With the pictures omitted, write out the entries that follow exactly as they stand.

____ EXCERPTED RECORDS

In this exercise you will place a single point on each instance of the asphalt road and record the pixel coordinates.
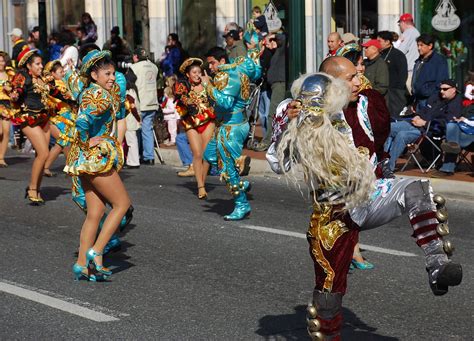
(185, 273)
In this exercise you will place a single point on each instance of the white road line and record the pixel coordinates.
(303, 236)
(56, 303)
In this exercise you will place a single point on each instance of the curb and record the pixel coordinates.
(451, 188)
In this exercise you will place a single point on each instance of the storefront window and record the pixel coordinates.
(67, 13)
(457, 45)
(198, 26)
(356, 16)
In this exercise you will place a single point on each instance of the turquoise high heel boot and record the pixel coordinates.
(90, 255)
(77, 270)
(242, 206)
(114, 245)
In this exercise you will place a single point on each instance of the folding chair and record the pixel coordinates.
(414, 149)
(464, 156)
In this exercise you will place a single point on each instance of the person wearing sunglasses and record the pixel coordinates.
(429, 70)
(440, 108)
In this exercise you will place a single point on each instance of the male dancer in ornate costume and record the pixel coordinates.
(338, 157)
(230, 91)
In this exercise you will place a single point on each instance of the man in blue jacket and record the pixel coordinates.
(429, 70)
(440, 108)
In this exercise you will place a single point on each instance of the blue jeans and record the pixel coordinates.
(147, 135)
(184, 151)
(454, 134)
(401, 134)
(263, 108)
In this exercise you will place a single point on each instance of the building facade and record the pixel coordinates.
(200, 23)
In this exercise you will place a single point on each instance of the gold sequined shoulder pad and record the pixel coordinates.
(95, 101)
(221, 80)
(245, 86)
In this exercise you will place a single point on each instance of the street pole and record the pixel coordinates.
(296, 39)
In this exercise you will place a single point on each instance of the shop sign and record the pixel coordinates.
(445, 19)
(271, 15)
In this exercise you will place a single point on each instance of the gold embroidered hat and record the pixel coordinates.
(91, 58)
(49, 66)
(188, 62)
(24, 55)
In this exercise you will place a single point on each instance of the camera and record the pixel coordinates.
(124, 65)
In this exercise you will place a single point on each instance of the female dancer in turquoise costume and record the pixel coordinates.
(95, 157)
(230, 91)
(36, 100)
(75, 83)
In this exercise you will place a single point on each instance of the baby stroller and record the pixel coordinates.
(252, 113)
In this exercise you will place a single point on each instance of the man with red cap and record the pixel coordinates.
(376, 69)
(408, 43)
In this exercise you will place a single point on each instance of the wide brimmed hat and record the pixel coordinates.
(49, 66)
(24, 55)
(91, 58)
(188, 62)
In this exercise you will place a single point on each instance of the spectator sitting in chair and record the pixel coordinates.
(430, 68)
(441, 108)
(459, 134)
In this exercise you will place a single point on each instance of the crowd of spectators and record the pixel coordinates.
(420, 96)
(405, 69)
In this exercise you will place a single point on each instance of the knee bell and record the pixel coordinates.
(317, 336)
(312, 312)
(313, 325)
(442, 215)
(448, 247)
(442, 229)
(439, 200)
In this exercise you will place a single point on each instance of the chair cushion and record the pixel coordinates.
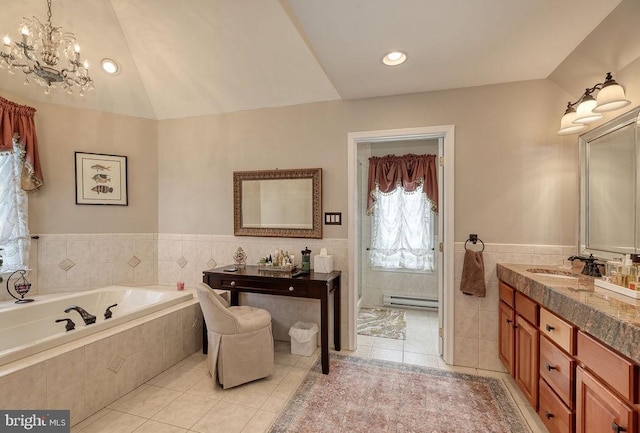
(250, 318)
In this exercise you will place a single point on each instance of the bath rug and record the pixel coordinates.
(368, 395)
(382, 322)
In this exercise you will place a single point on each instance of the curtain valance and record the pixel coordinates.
(409, 171)
(18, 119)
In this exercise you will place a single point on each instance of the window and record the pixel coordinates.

________

**RESULT OF THIS EXERCISE:**
In this exercise you will place a single point on each instance of the asphalt road and record the pixel coordinates.
(185, 273)
In this exercise you will place a single point on each instance of the white road line and record the pixel coordinates.
(303, 236)
(56, 303)
In this exercise you will place a single point on each instance of the curb and record the pixel coordinates.
(451, 188)
In this exercise you will place a single point on each instance of the storefront window and record the pixel coordinates.
(67, 13)
(457, 45)
(198, 26)
(356, 16)
In this exercise you will place a single point on each instance of the turquoise high heel boot and record the pixel coordinates.
(90, 255)
(77, 270)
(242, 206)
(114, 245)
In this exercise you will place a single point on each instance of the folding chair and record the pixel coordinates.
(414, 149)
(464, 156)
In this exercise you will place a single point on each instance of the person wearing sunglasses and record the pixel coordinates.
(429, 70)
(440, 108)
In this exercise you will place a single point on each instance of the male dancer in ornate costume and record the pixel coordinates.
(338, 157)
(230, 91)
In this exercise you will place a single point on each instance of the man in blue jacket and record the pixel coordinates.
(429, 70)
(440, 108)
In this exercise you will place a single point on each instance of the blue jeans and record the pixel coordinates.
(147, 135)
(184, 151)
(454, 134)
(401, 134)
(263, 108)
In this exercise you will place a single point on each instance of the building facade and record the pixel coordinates.
(200, 23)
In this exercise you will place a single point on each instance of the gold sequined shoulder pad and record the pixel coordinates.
(95, 101)
(221, 80)
(245, 86)
In this exercise you will place a single point on each instance of the street pole and record the pixel coordinates.
(296, 39)
In this exercise you will place a single point on each instance of the shop sign and record the pixel coordinates.
(445, 19)
(271, 15)
In this exercise you will place a single point on each instance of the gold embroidered hat and record the pixel coordinates.
(91, 58)
(49, 66)
(188, 62)
(24, 55)
In this exercise you will place a single point on each instance of the camera and record the pixel coordinates.
(124, 65)
In this exercise you will place a single point on each instance of the female dancer in turquoise costume and record the pixel coordinates.
(95, 157)
(230, 91)
(36, 100)
(75, 83)
In this exercise you will place a single point on each instance of the baby stroller and record the pixel coordinates.
(252, 113)
In this exercise you will place a single point on each instance of the man with red cap and record the pixel coordinates.
(376, 69)
(408, 43)
In this exercise you will place a single point on each instance of the wide brimmed hat and record the pixel coordinates.
(49, 66)
(24, 55)
(91, 58)
(188, 62)
In this exercise you will place a single point on each instance of the spectator sitting in chair and record the pixel coordinates.
(430, 68)
(441, 108)
(459, 134)
In this exercise you will place a single point on each instance of the crowd of spectators and record the pixel coordinates.
(420, 96)
(405, 69)
In this exercise you will place a single point on each instance of the knee bell and record the pixel coordinates.
(317, 336)
(312, 312)
(313, 325)
(442, 215)
(448, 247)
(442, 229)
(439, 200)
In this exercise you will place a single point on each instance of the chair cushion and record the pixel coordinates.
(250, 318)
In this exercise you will place a single point on each instance of the bath rug and record the pixel coordinates.
(368, 395)
(382, 322)
In this exercise you will place a single point on each instance of the curtain valance and record the pixel coordinates.
(409, 171)
(18, 119)
In this exercise you will place a single point on each instance of the window and record the pixel coordinates.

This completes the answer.